- [Exercises]:
- A) In the commentary on the Supreme Court's abortion cases, shorten the paragraph that begins "The Idaho case is the second one" while keeping its main facts.
- B) Transcribe word for word the section of the commentary on the Supreme Court's abortion cases that starts at "Once burned by" and ends at "over-the-counter abortion pill.".
- C) Carry on the commentary on the Supreme Court's abortion cases with the paragraph that would follow its last sentence.

Kicking the emergency abortion issue down the road as a national election looms is convenient for the court’s reactionary majority. The nondecision enables it to cloak the clash between what it seems determined to do eventually and what 80% of Americans believe when a woman’s health demands that abortions be available.
Once burned by overturning Roe before the 2022 midterm elections, however, twice shy about letting extreme anti-abortion ideology offend voters in an election year. And we do mean twice shy.
The Idaho case is the second one in two weeks in which the court used a procedural tool to dodge a political bullet. On June 14, in Food & Drug Administration v. Alliance for Hippocratic Medicine, the court noted that the plaintiff association lacked standing, so the justices declined to make any substantive ruling. That “discovery” of something that must’ve been clear from the time the court first agreed to hear the case left intact FDA guidelines for distributing mifepristone, the key ingredient in the primary over-the-counter abortion pill.

Dataset entries
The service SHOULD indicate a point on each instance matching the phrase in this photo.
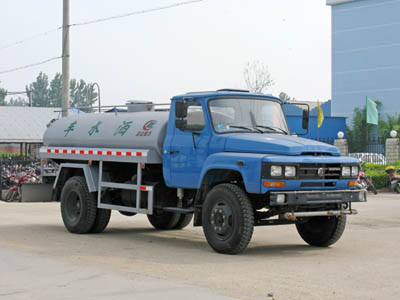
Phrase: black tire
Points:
(372, 188)
(8, 196)
(322, 231)
(183, 221)
(102, 219)
(78, 206)
(228, 219)
(164, 220)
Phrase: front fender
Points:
(250, 169)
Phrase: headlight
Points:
(354, 171)
(346, 171)
(276, 171)
(290, 171)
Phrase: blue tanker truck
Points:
(225, 159)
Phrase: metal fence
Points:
(373, 145)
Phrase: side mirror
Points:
(181, 109)
(181, 124)
(305, 119)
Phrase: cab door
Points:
(189, 147)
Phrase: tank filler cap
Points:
(139, 106)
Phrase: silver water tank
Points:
(138, 130)
(138, 106)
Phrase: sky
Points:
(156, 55)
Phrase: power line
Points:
(15, 93)
(30, 65)
(32, 37)
(35, 36)
(83, 24)
(135, 13)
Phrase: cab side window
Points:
(195, 117)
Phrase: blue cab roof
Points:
(225, 93)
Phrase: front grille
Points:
(319, 171)
(318, 184)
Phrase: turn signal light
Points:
(274, 184)
(352, 183)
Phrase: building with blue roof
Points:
(365, 55)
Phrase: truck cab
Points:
(228, 158)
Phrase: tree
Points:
(82, 94)
(393, 123)
(55, 91)
(257, 77)
(285, 97)
(3, 94)
(40, 91)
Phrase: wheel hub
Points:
(220, 219)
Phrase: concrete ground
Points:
(39, 259)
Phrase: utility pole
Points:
(65, 60)
(30, 96)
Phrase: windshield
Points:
(247, 115)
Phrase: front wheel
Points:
(228, 219)
(397, 188)
(322, 231)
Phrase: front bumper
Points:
(316, 197)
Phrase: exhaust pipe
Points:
(292, 216)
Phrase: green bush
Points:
(378, 175)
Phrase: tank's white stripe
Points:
(97, 152)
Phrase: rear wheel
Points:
(78, 206)
(228, 219)
(322, 231)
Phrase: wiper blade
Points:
(273, 128)
(246, 127)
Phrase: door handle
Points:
(172, 152)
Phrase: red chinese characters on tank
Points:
(147, 128)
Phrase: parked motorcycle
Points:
(363, 182)
(394, 179)
(14, 193)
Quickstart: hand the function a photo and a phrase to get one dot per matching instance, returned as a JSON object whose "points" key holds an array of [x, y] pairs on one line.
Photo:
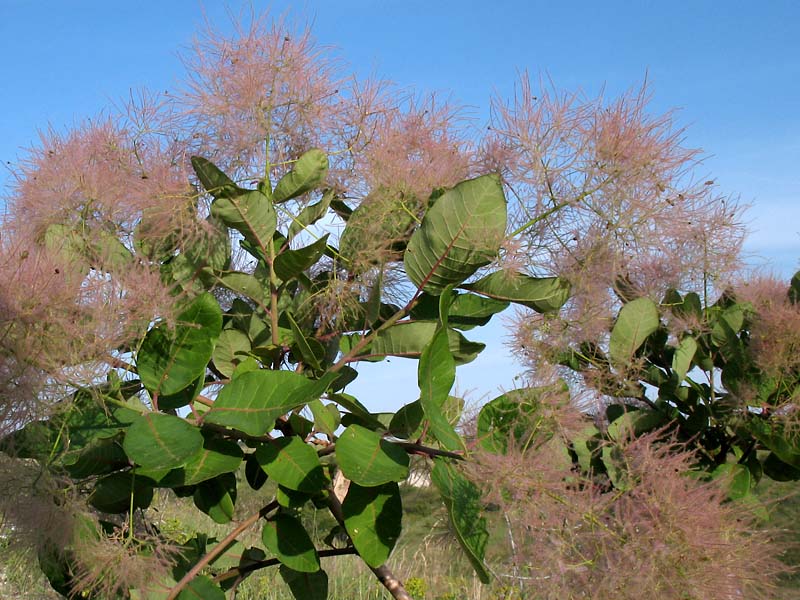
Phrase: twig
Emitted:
{"points": [[410, 447], [220, 548], [270, 562], [383, 573]]}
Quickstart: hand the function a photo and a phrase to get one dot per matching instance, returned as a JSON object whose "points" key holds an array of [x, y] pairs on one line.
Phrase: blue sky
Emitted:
{"points": [[732, 68]]}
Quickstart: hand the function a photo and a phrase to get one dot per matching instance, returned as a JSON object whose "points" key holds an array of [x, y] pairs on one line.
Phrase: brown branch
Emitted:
{"points": [[410, 447], [413, 448], [220, 548], [271, 562], [383, 573]]}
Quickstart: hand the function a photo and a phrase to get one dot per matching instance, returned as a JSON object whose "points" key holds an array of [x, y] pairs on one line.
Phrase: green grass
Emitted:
{"points": [[426, 556]]}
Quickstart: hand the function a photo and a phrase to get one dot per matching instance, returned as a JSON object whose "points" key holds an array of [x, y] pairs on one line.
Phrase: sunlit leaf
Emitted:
{"points": [[459, 234]]}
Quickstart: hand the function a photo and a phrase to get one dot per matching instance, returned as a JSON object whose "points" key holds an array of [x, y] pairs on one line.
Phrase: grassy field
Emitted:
{"points": [[426, 558]]}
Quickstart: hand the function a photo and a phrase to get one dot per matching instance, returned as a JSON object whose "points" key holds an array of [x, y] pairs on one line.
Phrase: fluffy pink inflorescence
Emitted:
{"points": [[665, 534], [603, 190], [268, 94]]}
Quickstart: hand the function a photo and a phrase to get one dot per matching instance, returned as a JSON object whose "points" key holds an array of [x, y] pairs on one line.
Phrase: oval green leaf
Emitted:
{"points": [[636, 320], [252, 401], [369, 460], [373, 519], [542, 294], [459, 234], [292, 463], [159, 441], [170, 360], [463, 501], [286, 538]]}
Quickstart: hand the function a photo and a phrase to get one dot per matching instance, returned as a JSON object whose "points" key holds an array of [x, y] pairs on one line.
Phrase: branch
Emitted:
{"points": [[271, 562], [383, 573], [413, 448], [220, 548]]}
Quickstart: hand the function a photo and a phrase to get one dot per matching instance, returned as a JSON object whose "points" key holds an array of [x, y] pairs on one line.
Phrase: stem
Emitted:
{"points": [[220, 548], [270, 562], [383, 573]]}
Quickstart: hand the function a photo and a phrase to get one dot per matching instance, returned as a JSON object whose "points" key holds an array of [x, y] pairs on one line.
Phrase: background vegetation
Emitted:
{"points": [[189, 284]]}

- [Answers to the problems]:
- A) The Idaho case was the second time in two weeks that the court used a procedural tool to avoid a political fight. On June 14, in Food & Drug Administration v. Alliance for Hippocratic Medicine, the justices said the plaintiff association lacked standing and made no substantive ruling. That problem must have been clear from the time the court agreed to hear the case. The outcome left intact FDA guidelines for distributing mifepristone, the key ingredient in the primary over-the-counter abortion pill.

- B)
Once burned by overturning Roe before the 2022 midterm elections, however, twice shy about letting extreme anti-abortion ideology offend voters in an election year. And we do mean twice shy.
The Idaho case is the second one in two weeks in which the court used a procedural tool to dodge a political bullet. On June 14, in Food & Drug Administration v. Alliance for Hippocratic Medicine, the court noted that the plaintiff association lacked standing, so the justices declined to make any substantive ruling. That “discovery” of something that must’ve been clear from the time the court first agreed to hear the case left intact FDA guidelines for distributing mifepristone, the key ingredient in the primary over-the-counter abortion pill.

- C)
The two cases are two points that make a beeline for the most convenient pre-election off-ramp. The court might have addressed the standing problem months ago. When the case first came to it in 2023 and the court quickly sent the case back to the 5th Circuit after correcting one failure in that court’s initial decision, the justices could have firmly instructed the lower court to adhere to the Constitution’s standing requirements.
Still, the Idaho decision is what’s most stunning here, along with the conservative justices’ willingness to be so crudely obvious about their machinations.
We don’t need to get used to it. Voters still have leverage in November. Seven in 10 understand that the court majority is driven by an ideological agenda, not law. Only by electing a president who will appoint justices committed to the rule of law can we send the current majority a message: “We’re on to your attacks on our freedoms, and we’re not going to take it anymore.”